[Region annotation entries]
═══

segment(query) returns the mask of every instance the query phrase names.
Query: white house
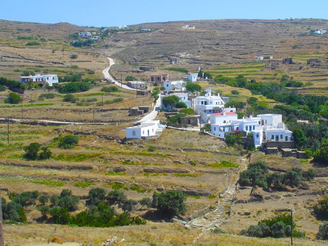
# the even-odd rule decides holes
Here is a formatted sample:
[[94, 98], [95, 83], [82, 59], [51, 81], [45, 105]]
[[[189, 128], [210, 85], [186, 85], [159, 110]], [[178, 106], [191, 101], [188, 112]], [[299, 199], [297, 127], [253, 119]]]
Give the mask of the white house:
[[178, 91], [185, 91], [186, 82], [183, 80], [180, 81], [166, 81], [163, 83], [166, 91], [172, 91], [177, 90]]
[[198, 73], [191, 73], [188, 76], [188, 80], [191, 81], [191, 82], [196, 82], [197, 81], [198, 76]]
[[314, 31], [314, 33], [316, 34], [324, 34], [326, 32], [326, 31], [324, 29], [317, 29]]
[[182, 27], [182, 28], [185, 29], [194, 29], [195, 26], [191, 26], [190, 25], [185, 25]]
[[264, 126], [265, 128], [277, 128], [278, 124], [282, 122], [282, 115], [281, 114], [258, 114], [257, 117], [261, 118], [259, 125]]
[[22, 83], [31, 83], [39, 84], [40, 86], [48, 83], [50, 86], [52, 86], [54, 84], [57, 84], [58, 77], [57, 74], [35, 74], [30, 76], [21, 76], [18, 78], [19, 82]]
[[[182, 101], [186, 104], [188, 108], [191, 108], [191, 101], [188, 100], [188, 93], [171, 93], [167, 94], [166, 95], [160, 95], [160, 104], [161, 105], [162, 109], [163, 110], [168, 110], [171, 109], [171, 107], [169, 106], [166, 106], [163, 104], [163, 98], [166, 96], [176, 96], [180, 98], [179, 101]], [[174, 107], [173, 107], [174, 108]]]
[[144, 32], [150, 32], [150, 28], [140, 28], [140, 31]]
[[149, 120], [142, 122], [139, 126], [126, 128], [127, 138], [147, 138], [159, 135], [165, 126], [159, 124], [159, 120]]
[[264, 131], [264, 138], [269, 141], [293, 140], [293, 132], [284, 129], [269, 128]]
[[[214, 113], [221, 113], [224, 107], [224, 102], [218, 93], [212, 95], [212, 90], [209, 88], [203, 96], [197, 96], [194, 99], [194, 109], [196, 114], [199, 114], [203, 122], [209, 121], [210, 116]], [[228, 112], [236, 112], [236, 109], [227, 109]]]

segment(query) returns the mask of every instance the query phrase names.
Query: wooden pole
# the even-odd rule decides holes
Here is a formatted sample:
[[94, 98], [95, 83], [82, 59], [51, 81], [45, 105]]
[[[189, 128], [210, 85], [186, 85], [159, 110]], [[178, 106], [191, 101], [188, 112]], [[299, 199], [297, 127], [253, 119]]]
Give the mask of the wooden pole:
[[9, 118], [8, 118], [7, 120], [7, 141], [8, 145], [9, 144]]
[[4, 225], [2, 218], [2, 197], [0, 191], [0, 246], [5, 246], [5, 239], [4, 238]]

═══

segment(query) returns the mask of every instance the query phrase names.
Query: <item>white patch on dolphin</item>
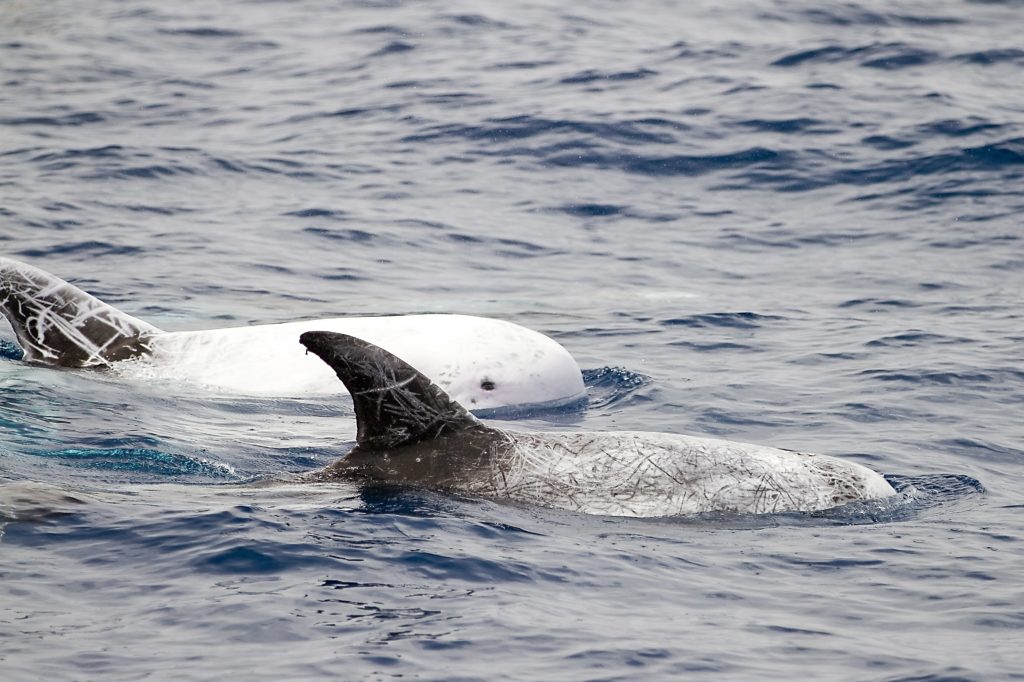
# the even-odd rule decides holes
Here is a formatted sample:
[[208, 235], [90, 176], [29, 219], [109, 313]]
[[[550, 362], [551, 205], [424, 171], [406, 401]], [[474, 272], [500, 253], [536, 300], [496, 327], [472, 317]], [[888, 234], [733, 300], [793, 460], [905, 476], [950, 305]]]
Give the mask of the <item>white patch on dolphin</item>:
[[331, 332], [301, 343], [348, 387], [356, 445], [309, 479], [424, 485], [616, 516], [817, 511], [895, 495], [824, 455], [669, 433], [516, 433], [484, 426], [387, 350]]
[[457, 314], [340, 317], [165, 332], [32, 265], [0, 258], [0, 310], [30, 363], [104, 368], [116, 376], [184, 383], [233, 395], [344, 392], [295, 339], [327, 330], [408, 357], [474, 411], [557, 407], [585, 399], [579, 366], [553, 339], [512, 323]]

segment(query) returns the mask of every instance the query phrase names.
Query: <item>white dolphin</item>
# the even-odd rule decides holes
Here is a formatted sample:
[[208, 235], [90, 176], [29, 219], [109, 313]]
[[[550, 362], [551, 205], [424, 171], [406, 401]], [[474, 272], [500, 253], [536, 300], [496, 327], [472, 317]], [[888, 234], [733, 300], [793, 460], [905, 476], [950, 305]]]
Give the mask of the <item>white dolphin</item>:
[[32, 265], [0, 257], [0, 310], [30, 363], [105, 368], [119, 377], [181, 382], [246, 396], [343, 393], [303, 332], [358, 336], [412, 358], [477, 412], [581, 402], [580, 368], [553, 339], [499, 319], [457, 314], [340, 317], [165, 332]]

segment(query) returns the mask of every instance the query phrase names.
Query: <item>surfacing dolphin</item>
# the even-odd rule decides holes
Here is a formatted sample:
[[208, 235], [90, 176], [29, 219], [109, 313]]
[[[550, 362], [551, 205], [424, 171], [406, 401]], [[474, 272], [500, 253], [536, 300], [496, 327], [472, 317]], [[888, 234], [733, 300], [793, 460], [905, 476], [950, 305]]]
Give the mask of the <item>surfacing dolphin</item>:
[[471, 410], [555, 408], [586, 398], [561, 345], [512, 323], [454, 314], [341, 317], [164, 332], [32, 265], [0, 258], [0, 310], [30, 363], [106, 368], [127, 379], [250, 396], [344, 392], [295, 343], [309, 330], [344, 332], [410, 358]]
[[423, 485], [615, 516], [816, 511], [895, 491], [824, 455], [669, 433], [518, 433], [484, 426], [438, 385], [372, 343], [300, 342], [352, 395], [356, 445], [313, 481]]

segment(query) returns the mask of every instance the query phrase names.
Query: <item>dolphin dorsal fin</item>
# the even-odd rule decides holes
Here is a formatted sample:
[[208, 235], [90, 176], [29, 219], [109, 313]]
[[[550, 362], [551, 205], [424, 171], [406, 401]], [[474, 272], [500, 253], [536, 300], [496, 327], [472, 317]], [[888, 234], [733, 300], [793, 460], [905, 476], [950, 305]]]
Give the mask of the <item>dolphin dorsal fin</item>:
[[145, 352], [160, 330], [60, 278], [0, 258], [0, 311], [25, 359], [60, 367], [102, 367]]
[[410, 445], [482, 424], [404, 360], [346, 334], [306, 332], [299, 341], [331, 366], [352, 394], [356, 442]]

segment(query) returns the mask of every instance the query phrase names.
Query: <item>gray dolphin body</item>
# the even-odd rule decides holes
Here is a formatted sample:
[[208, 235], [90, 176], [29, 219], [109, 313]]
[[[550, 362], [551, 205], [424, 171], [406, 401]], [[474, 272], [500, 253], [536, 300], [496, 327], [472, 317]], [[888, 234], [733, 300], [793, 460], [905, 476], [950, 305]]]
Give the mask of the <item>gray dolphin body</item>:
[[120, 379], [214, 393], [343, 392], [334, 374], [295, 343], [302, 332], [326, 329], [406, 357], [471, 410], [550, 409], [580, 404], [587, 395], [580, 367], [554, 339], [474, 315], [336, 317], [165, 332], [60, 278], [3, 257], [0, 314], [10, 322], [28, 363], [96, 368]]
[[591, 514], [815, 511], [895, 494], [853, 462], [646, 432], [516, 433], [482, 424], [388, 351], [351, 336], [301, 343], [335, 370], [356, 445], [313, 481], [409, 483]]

═══

→ **What is being asked**: Please gather every line from the entries above that contains the string "wooden".

→ **The solution**:
Query: wooden pole
Give the mask of the wooden pole:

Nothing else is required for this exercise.